Text
*-*-*

And the flipside of godly brotherhood is antipathy to others. 'Loyalty and antipathy' (al-wala' wal-bara) is a concept Islamists derive from the Qur'an (9: 23): 'O you who have believed, do not take your fathers or your siblings as allies if they preferred disbelief over belief.' According to the curriculum, a believer must rid his heart of emotional attachment to family and friends if they do not share his beliefs, and substitute them with the primal bond between him and his brothers in Islam ("Turuq" 2002: vol. I, 269).1 In "Our Call" (Da'watana), Banna divided Muslims into four types: those who support Brothers out of belief; those who support Brothers for pragmatic reasons; those who are inclined to become Brothers; and unjust Muslims ([1949] 1993: 12-13). There are no good Muslims outside the Brotherhood and its orbit, and Brothers must rank organizational ties higher than any other, even those of family and friendship. Attachment to your Brothers entails separation from others. According to General Guide Hassan al-Houdeibi, Muslims who do not join the Brotherhood, while not necessarily infidels, are, at the very least, negligent, and a good Muslim should only intermingle with them to urge them to repent (1973: 230). Shatla (2013) described how disorienting it normally is for a young man to learn that his parents - those whom he had considered as a source of wisdom (sometimes even as role models) all his life - turned out to be sinners or simply deluded. One automatically turns to one's new Brotherhood family to fill this emotional gap.

*-*-*

Exercise data
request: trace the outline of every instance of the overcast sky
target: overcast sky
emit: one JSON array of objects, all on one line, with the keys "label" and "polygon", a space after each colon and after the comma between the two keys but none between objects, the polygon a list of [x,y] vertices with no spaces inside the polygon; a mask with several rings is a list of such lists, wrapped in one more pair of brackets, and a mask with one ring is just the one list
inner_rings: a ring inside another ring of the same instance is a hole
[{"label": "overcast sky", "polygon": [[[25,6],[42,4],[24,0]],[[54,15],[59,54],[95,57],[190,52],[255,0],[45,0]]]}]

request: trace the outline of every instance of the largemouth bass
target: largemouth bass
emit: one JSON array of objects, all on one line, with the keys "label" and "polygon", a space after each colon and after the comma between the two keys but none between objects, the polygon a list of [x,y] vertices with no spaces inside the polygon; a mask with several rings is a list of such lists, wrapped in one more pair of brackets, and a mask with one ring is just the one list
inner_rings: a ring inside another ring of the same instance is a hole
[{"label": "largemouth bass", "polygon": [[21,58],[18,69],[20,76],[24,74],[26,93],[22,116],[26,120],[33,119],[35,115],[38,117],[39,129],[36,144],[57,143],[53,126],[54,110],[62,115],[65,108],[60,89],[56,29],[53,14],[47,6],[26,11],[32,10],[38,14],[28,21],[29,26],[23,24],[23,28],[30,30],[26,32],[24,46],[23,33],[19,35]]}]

*-*-*

Tasks to complete
**a.** Starting with the first line of the entries and going on through the line with "target: overcast sky", swap "outline" for "boundary" and write out those lines again, all else unchanged.
**b.** Can you proceed with the passage on the Brotherhood's loyalty and antipathy, starting after its last sentence?
The entries bear no relation to the passage on the Brotherhood's loyalty and antipathy.

Per-task answers
**a.**
request: trace the boundary of every instance of the overcast sky
target: overcast sky

**b.**
The choice of name, in a sense, elevates Brotherhood membership above most other ideological movements. Without this "Brotherhood of belief," Deputy General Guide Muhammad Habib rightly proclaimed, "the Muslim Brotherhood would have become like any other party" (2012: 122). When you join an ideological organization or even a religious congregation, you commit to a cause and to a community. Not so with the Brotherhood. As an ordinary Muslim, you are in fact tied to other believers in an eternal God-ordained brotherhood. Not being aware of this fact and the ensuing obligations makes you a sinner, or at least gravely negligent. So by becoming a Brother you are not making a new commitment - a commitment you could later rescind - you are merely activating a so far dormant bond you had tacitly accepted when you first embraced Islam. The third general guide, 'Umar al-Telmesani, said that he and his Brothers did not swear allegiance to the movement, "We swore allegiance to God" (2008: 62). By the same token, leaving the Brotherhood amounts to nothing less than reneging on your religious duties: "Here you are renouncing faith not an ideology; you are abandoning God not Hassan al-Banna" (Fayez 2013: 18). Newcomers are scarcely aware of any ideological indoctrination. As far as they are concerned, senior Brothers are tutoring them on the basics of their religion. Naturally, then, defending the movement amounts to defending Islam (Fayez 2013: 29). How could it be otherwise when the founder clearly stated: "We openly declare that every Muslim that does not believe in this approach and work towards fulfilling it, has no share in Islam, and should find another [religious] idea to believe in . [This is] the mission God set for us, not the mission we set for ourselves" (Banna [1949] 1993: 101). Little wonder that Brotherhood spokesman Subhi Saleh once proclaimed on television, "I ask God to take my soul [while I am still] a Brother," a slightly altered version of the common prayer for God to take one's soul while one is still a Muslim.2 When Farghali's (2013) brother was detained, she blamed their father for encouraging him to join the Brotherhood. He responded: "We have no choice. There are only two paths, one leading to heaven, and the other to hellfire."
In the most recent interpretation of the Teachings, Muhammad Sa'ad Tag al-Din held that those who betray their commitment to the Brotherhood might not be completely excommunicated, but must be considered sinners for violating their oath of allegiance (2013: 55-9). In another interpretation of the Teachings, cleric Muhammad al-Ghazali commended the founder for trying to arouse Muslims from their coma (1981: 5). This distinction between conscious and unconscious Muslims is crucial. In "Our Call" (Da'watana), Banna maintained that: "The difference between us and our people after we have both accepted faith, in principle, is that their faith is dormant and slumbering in their souls, they neither respect nor follow its injunctions . and in their state of obliviousness they might even work against it, whether or not they are aware of it" ([1949] 1993: 15). The Brotherhood, in other words, does not consider itself an ideological movement, or any other type of movement, but an island of awakened Muslims amidst an oblivious community.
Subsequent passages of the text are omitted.